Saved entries

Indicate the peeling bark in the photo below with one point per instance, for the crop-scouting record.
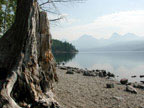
(27, 66)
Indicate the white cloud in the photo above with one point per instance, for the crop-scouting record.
(104, 26)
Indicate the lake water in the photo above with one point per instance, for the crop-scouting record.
(122, 64)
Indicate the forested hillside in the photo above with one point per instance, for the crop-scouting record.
(62, 47)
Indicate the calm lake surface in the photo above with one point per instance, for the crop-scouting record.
(122, 64)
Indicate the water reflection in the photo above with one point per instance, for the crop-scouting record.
(122, 64)
(64, 57)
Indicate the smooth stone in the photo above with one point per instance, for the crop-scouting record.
(110, 85)
(131, 89)
(124, 81)
(69, 72)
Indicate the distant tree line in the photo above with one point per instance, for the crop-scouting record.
(62, 47)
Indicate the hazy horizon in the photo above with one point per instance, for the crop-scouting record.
(100, 19)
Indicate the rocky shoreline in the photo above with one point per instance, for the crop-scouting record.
(130, 86)
(83, 88)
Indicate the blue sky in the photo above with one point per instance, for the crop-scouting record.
(100, 18)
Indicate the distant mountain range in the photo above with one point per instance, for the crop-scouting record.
(127, 42)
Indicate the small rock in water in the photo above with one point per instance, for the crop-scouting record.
(133, 76)
(142, 82)
(63, 68)
(110, 85)
(124, 81)
(131, 89)
(141, 76)
(110, 74)
(140, 86)
(88, 73)
(69, 71)
(118, 98)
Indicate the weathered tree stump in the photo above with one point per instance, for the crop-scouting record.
(27, 66)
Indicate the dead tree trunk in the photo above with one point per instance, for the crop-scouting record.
(27, 67)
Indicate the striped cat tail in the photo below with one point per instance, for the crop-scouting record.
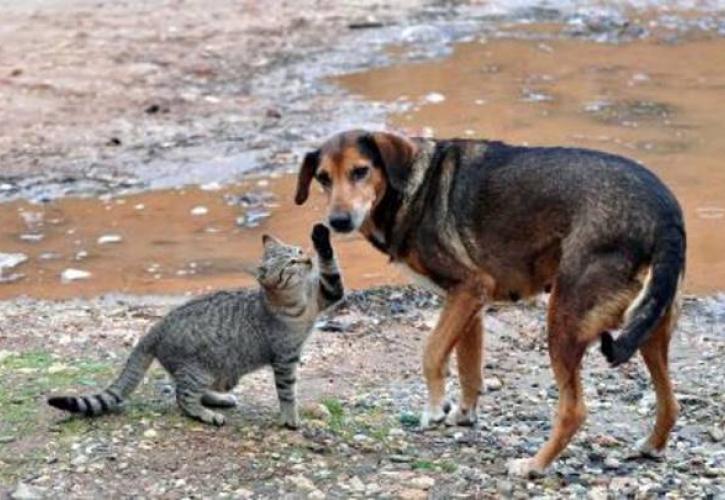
(111, 398)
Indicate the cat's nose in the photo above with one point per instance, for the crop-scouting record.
(341, 222)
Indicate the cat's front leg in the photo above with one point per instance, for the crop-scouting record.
(285, 378)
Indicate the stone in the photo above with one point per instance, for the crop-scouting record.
(716, 434)
(412, 494)
(493, 384)
(107, 239)
(612, 463)
(70, 275)
(10, 260)
(200, 210)
(25, 491)
(301, 483)
(150, 433)
(422, 482)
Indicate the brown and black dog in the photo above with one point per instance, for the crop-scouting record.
(485, 221)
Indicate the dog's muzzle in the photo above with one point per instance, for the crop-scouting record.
(341, 222)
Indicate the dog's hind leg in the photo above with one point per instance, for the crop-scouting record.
(461, 306)
(565, 353)
(586, 300)
(468, 355)
(655, 354)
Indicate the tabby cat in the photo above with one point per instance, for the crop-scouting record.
(209, 343)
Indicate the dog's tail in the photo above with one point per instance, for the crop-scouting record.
(652, 303)
(111, 398)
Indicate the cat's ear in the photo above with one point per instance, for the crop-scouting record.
(270, 241)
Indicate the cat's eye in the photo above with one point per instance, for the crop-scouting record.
(324, 179)
(359, 173)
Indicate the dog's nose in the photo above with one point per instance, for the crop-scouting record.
(341, 222)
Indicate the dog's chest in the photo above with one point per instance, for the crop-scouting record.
(420, 278)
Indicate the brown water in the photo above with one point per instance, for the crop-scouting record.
(164, 248)
(661, 104)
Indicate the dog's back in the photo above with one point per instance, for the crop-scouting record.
(582, 208)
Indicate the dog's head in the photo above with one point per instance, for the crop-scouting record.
(355, 169)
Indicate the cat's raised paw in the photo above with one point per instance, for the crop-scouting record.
(321, 240)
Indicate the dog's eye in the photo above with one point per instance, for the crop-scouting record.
(324, 179)
(359, 173)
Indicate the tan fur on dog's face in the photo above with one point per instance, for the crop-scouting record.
(353, 186)
(354, 168)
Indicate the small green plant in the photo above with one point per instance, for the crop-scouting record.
(423, 465)
(337, 413)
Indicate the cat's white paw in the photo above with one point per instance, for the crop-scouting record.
(212, 418)
(288, 418)
(461, 417)
(524, 467)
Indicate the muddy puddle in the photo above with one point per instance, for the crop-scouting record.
(166, 241)
(656, 101)
(660, 103)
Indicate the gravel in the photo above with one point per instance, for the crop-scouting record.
(360, 391)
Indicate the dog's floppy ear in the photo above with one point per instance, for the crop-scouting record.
(393, 153)
(304, 178)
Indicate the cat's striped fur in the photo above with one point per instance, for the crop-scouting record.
(208, 344)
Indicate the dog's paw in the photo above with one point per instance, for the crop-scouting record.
(646, 450)
(432, 417)
(461, 417)
(524, 467)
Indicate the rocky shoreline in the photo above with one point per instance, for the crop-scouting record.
(361, 391)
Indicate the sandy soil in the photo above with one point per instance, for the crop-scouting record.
(105, 99)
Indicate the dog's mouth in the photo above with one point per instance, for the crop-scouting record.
(346, 222)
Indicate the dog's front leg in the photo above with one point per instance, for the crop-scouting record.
(469, 353)
(462, 305)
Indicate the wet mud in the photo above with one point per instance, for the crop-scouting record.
(657, 102)
(169, 241)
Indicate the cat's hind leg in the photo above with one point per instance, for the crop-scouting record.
(285, 378)
(191, 385)
(213, 399)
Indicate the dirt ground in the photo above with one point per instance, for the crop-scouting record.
(361, 391)
(104, 101)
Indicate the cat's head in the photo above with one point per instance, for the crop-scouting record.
(284, 268)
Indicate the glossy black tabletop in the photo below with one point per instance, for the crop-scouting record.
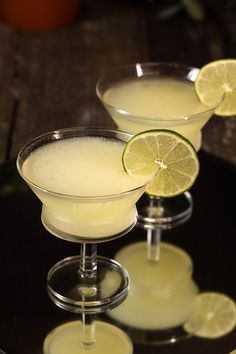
(28, 251)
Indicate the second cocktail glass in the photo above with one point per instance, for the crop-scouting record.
(141, 97)
(86, 198)
(146, 96)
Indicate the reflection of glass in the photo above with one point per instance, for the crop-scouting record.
(87, 198)
(141, 97)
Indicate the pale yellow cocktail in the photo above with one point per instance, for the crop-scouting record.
(83, 186)
(159, 95)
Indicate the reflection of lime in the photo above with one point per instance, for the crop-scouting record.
(215, 80)
(166, 155)
(214, 316)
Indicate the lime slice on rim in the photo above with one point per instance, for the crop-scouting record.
(215, 81)
(167, 156)
(214, 316)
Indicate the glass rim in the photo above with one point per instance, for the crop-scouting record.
(138, 66)
(57, 135)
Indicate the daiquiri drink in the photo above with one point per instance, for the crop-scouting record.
(142, 97)
(87, 197)
(90, 168)
(155, 95)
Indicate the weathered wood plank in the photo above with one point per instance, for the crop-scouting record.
(57, 70)
(7, 66)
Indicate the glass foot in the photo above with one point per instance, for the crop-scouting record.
(69, 290)
(164, 213)
(163, 291)
(67, 339)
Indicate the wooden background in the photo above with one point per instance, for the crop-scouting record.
(48, 77)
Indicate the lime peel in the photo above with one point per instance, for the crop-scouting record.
(167, 156)
(216, 85)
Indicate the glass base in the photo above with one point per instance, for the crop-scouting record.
(163, 292)
(70, 291)
(66, 339)
(164, 213)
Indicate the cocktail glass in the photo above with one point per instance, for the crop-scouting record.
(147, 96)
(141, 97)
(86, 198)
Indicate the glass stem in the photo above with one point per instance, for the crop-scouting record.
(154, 233)
(88, 331)
(153, 244)
(88, 289)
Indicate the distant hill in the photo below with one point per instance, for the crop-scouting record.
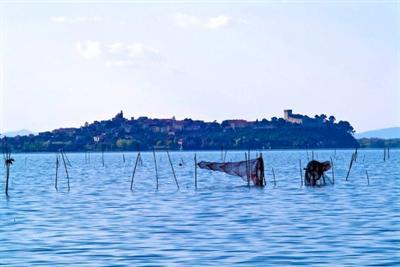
(22, 132)
(121, 134)
(386, 133)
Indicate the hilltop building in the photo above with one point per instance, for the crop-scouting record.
(293, 118)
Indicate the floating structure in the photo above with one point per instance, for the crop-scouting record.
(249, 170)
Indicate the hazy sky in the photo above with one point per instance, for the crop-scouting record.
(63, 64)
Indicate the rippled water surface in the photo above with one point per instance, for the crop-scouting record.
(101, 222)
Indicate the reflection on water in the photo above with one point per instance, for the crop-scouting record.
(101, 222)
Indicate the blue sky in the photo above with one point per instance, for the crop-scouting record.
(63, 64)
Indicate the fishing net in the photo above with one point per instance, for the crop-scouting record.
(249, 170)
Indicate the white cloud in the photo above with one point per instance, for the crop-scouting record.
(189, 21)
(119, 63)
(185, 20)
(217, 22)
(89, 49)
(120, 54)
(115, 47)
(62, 19)
(133, 50)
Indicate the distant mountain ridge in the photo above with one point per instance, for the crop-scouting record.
(22, 132)
(121, 134)
(385, 133)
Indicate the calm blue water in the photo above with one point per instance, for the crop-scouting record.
(101, 222)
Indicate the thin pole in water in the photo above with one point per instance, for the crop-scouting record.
(66, 169)
(351, 164)
(247, 169)
(333, 172)
(102, 155)
(173, 171)
(301, 175)
(134, 169)
(195, 171)
(273, 174)
(384, 153)
(56, 179)
(155, 166)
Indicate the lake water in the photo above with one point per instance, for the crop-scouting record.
(101, 222)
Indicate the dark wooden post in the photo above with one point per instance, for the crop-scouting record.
(134, 170)
(173, 171)
(56, 179)
(66, 169)
(333, 172)
(155, 166)
(351, 164)
(195, 171)
(301, 174)
(273, 174)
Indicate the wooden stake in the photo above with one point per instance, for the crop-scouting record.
(356, 154)
(134, 169)
(7, 177)
(195, 171)
(173, 171)
(67, 160)
(333, 172)
(155, 166)
(301, 175)
(8, 161)
(102, 155)
(273, 174)
(247, 169)
(384, 153)
(262, 171)
(351, 164)
(56, 179)
(66, 169)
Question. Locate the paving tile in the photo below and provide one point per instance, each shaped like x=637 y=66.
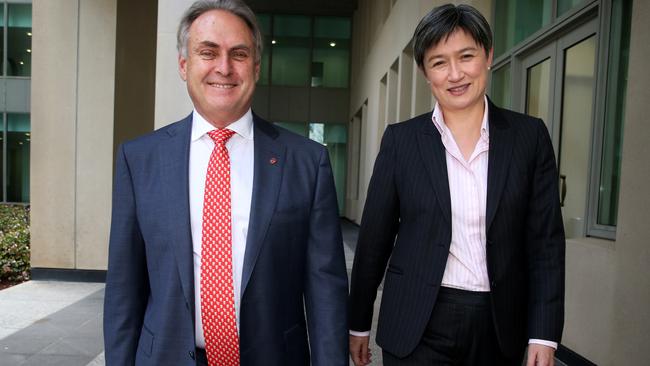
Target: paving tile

_Exercise instructions_:
Take the line that contains "Question. Locate the" as the first and the last line of the records as the end, and please quote those lines exactly, pictures omitted.

_Written reply_:
Question. Locate the paving tile in the photo below and provide one point per instance, each shaped like x=637 y=66.
Target: paving tile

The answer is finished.